§ Extrait
Les partenaires sociaux ont un rôle important. Ils savent ce qui vit dans les entreprises, ils peuvent donc émettre des conseils, critiquer certaines lois. En revanche, c’est aux responsables politiques de prendre des décisions. C’est à nous que les citoyens ont confié un mandat, pas aux partenaires sociaux. En Belgique, toutes les lois sociales importantes se décident au Conseil national du travail. J’estime que, sur un dossier comme les statuts ouvrier et employé, c’est la ministre de l’Emploi qui devrait fixer le cadre général, puis laisser éventuellement les partenaires sociaux changer quelques détails, et non l’inverse.

 » Mon patron, c’est le Voka « , a un jour déclaré votre président de parti, Bart De Wever. Cela vaut pour vous aussi ?

C’était une boutade. Bart blague souvent. Bien sûr, j’ai de bons contacts avec le patronat flamand. Les entreprises ne sont pas nos ennemies, mais nos amies car elles créent de l’emploi. Voilà une différence avec mes collègues francophones : à part le MR, ils considèrent tous les entreprises comme des ennemies. Quand j’entends certains discours au Parlement, je manque de m’évanouir. Les socialistes wallons, ce sont quasi des communistes. Pour eux, l’Etat doit s’occuper de tout.

Pour la N-VA, monter au gouvernement avec le MR et l’Open VLD, en 2014, ce serait envisageable ?

Sur le plan socio-économique, je vois beaucoup de convergences entre nous. Mais je ne veux rien dire de plus. C’est trop tôt. La seule certitude, c’est qu’on doit réformer ce pays.

Vous pourriez le réformer avec le PS ?

Je pense que c’est impossible. En 2010, lors des négociations pour la formation du gouvernement, j’ai fait partie du groupe de travail sur le chômage. La Belgique est le seul pays où tu peux rester vingt ans chômeur. On a dit au PS : on veut changer ça. Mais le PS ne voulait rien entendre. On-be-spreek-baar !

Quelle devrait être la durée maximale du chômage ?

Deux ans, ça me paraît bien. Dans la plupart des pays européens, c’est six mois ou un an.

Les élections communales ont fait de vous la première bourgmestre de Flandre issue de l’immigration. Une source de fierté ?

Cela a une portée symbolique. Les socialistes publient des tas de livres sur la diversité, mais quand il était bourgmestre d’Anvers, Patrick Janssens n’a pas nommé un seul échevin d’origine étrangère. Bart De Wever, lui, il a posé des actes. Il a choisi une échevine d’origine marocaine, et dans mon district, le plus grand d’Anvers, 190 000 habitants, il m’a donné la chance de tirer la liste. Pour tous les Anversois dont les parents sont nés ailleurs, me voir bourgmestre, ça veut dire : yes we can ! Si on étudie à l’école, si on apprend la langue, on peut y arriver.

Données de localisation ponctuelle par instance
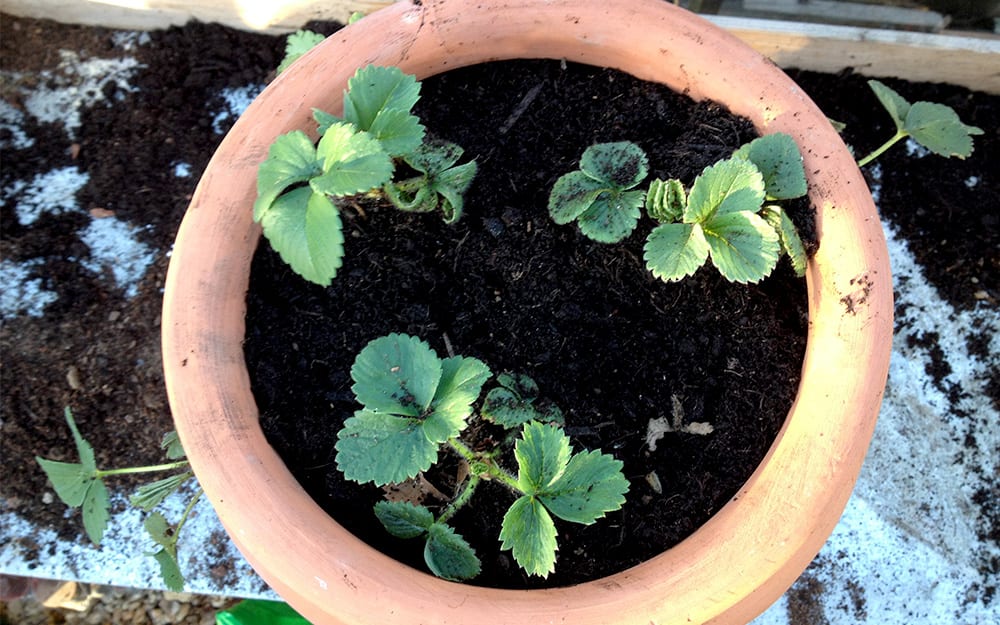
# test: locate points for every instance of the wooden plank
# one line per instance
(970, 61)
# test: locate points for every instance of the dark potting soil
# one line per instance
(611, 345)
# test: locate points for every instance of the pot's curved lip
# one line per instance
(730, 569)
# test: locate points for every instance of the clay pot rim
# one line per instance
(731, 568)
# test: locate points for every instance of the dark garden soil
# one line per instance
(604, 340)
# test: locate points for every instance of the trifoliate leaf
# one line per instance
(613, 216)
(572, 195)
(529, 532)
(728, 186)
(403, 519)
(396, 374)
(448, 555)
(352, 162)
(938, 128)
(542, 454)
(148, 496)
(382, 448)
(895, 104)
(374, 89)
(778, 158)
(788, 236)
(675, 251)
(743, 247)
(620, 165)
(172, 444)
(305, 229)
(297, 44)
(398, 131)
(291, 159)
(591, 486)
(462, 379)
(666, 200)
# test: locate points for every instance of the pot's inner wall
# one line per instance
(611, 345)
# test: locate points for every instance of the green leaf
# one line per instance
(374, 89)
(621, 165)
(542, 454)
(674, 251)
(291, 160)
(403, 519)
(778, 158)
(353, 162)
(938, 128)
(170, 571)
(382, 448)
(728, 186)
(591, 486)
(666, 200)
(148, 496)
(297, 44)
(96, 511)
(398, 374)
(172, 444)
(448, 555)
(528, 531)
(260, 612)
(743, 247)
(613, 216)
(305, 229)
(572, 195)
(462, 380)
(398, 131)
(788, 236)
(895, 104)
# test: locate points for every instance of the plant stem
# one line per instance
(461, 500)
(882, 148)
(150, 469)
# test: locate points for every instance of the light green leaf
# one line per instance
(448, 555)
(591, 486)
(398, 131)
(788, 236)
(462, 380)
(397, 374)
(620, 165)
(528, 531)
(542, 454)
(148, 496)
(778, 158)
(572, 195)
(291, 159)
(666, 200)
(895, 104)
(403, 519)
(353, 162)
(96, 511)
(305, 229)
(743, 247)
(382, 448)
(374, 89)
(172, 444)
(938, 128)
(613, 216)
(728, 186)
(674, 251)
(297, 44)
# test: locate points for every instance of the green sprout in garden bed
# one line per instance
(81, 485)
(415, 404)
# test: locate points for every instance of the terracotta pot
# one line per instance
(729, 570)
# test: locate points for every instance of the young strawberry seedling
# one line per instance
(414, 404)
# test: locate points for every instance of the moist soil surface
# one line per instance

§ Consigne à suivre
Poursuivez, s'il vous plaît, l'entretien sur la politique belge à partir de sa dernière phrase.

§ Réponse rédigée
Dans Humo, vous avez déclaré ne pas oser vous promener seule dans certaines rues de Borgerhout, l’un des quartiers d’Anvers. Bart De Wever, bourgmestre de la ville depuis octobre, pourra- t-il y changer quelque chose ?

Oui. Il est en train de mettre sur pied un plan pour la sécurité.

Donc, dans six ans, vous pourrez vous balader seule dans Borgerhout.

Ce n’est pas si simple. La sécurité, c’est un aspect du problème. L’autre aspect relève de l’éducation. C’est la responsabilité des parents d’empêcher que leurs enfants insultent les filles en rue, et un bourgmestre n’y peut pas grand-chose. Ce problème, c’est aussi le résultat d’une politique d’immigration  » frontières ouvertes « , qui est un fiasco absolu.

Il y a trop d’étrangers en Belgique ?

Beaucoup trop. Le système est submergé. En janvier, l’OCDE a prié la Belgique de s’attaquer d’urgence au problème du chômage des allochtones.

Cela ne signifie pas qu’il faut fermer les portes à l’immigration.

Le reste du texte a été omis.